Metin bloğu:
-------------------------

Egemen sınıfın düşüncesi olan egemen düşünce toplumun ve kadınların üstündeki etkisini sürdüremez durumda. Burjuvaziye ve erkek egemenliğine hizmet eden eski düşünce ve eski değerler, her yerde kadınların saldırısına uğruyor: Kadınlar, ezilmişliklerini ve eşitsizliği her gün yeniden üreten egemen düşünceye, eski değerlere saldırırken diğer yandan sosyalizme, devrimci düşüncelere tutkuyla kucak açıyor.
Proletaryanın sınıf savaşı tarihi devrimler ve bir toplumsal sistem olarak sosyalizm tarihi, kadınların kurtuluş kavgasının deneyimleri, kadınların kurtuluş ve eşitlik kavrayışını, bilincini derinleştirdi. Kadınlar, kendi özgürleşme mücadelesine, feminizmden daha ileriden bakıyorlar. Kadınların kurtuluşunun, devrimle, toplumun köklü dönüşümüyle, sosyalizmle olan bağını doğru olarak ortaya koyuyorlar.

-------------------------

Girdi verileri:
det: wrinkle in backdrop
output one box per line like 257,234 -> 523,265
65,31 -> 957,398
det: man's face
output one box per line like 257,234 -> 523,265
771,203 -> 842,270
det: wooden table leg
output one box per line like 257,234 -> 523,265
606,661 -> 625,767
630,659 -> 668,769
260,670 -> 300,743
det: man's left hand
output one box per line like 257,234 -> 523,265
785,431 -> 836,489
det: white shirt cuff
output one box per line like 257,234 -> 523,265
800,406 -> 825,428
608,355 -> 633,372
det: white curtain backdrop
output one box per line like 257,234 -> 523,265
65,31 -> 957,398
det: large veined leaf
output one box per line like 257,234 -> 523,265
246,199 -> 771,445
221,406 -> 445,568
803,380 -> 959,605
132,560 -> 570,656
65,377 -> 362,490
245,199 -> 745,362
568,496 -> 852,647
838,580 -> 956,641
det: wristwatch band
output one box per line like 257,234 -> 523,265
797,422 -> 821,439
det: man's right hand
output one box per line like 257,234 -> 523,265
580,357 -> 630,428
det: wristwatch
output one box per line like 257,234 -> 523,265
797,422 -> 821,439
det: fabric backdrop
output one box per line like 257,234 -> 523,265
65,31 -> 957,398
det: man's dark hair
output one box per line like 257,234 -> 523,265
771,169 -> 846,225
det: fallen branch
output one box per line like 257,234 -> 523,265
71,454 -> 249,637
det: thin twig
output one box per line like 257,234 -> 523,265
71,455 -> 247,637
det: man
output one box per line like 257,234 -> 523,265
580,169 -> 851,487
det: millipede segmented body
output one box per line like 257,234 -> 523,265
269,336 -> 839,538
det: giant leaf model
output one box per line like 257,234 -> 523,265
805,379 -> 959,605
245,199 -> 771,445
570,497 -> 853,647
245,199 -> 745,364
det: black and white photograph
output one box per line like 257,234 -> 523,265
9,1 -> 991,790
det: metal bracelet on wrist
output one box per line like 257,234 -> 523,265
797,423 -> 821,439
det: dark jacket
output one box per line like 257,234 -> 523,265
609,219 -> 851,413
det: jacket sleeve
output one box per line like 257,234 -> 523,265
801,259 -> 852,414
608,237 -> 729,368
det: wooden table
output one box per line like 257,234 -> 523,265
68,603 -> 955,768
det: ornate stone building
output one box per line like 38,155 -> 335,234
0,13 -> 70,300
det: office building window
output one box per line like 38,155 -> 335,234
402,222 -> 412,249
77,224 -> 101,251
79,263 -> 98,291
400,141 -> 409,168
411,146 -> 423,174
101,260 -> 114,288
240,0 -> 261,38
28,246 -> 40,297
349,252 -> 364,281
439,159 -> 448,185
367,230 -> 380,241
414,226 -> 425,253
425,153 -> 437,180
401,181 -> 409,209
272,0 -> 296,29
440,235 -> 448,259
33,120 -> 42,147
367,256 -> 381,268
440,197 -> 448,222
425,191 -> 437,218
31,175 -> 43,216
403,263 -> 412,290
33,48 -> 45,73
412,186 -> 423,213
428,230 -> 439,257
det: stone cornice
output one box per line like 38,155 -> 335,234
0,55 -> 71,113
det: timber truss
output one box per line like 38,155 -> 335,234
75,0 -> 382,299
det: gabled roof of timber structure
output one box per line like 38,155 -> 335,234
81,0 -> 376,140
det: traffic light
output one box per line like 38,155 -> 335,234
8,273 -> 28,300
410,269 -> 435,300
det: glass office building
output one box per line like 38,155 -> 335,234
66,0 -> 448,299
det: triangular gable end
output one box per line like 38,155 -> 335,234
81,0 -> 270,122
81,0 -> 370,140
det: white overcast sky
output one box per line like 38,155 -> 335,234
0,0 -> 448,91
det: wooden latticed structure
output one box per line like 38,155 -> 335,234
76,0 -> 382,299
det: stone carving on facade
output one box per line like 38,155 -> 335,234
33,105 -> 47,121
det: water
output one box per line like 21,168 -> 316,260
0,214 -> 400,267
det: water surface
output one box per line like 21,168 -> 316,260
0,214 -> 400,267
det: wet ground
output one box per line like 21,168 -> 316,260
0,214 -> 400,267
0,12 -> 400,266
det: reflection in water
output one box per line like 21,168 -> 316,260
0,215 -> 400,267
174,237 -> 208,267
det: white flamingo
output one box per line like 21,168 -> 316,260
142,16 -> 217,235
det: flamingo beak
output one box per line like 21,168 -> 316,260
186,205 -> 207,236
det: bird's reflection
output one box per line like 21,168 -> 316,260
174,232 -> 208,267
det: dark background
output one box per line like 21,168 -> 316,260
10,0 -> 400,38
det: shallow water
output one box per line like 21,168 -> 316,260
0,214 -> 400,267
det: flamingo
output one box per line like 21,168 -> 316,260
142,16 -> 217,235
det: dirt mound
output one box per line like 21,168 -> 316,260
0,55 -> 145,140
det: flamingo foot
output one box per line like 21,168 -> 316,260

-------------------------

Alıştırma görevleri:
1/ Kadınların kurtuluşu üzerine olan metne göre kadınlar kendi özgürleşme mücadelesine neyden daha ileriden bakıyor?
2/ Listede "det: thin twig" geçen satırdan "609,219 -> 851,413" geçen satıra kadar uzanan satırları, iki uç satır da dahil olmak üzere hiçbir değişiklik yapmadan yeniden yaz.

Görev yanıtları:
1/ Feminizmden daha ileriden bakıyorlar.

2/
det: thin twig
output one box per line like 257,234 -> 523,265
71,455 -> 247,637
det: man
output one box per line like 257,234 -> 523,265
580,169 -> 851,487
det: millipede segmented body
output one box per line like 257,234 -> 523,265
269,336 -> 839,538
det: giant leaf model
output one box per line like 257,234 -> 523,265
805,379 -> 959,605
245,199 -> 771,445
570,497 -> 853,647
245,199 -> 745,364
det: black and white photograph
output one box per line like 257,234 -> 523,265
9,1 -> 991,790
det: metal bracelet on wrist
output one box per line like 257,234 -> 523,265
797,423 -> 821,439
det: dark jacket
output one box per line like 257,234 -> 523,265
609,219 -> 851,413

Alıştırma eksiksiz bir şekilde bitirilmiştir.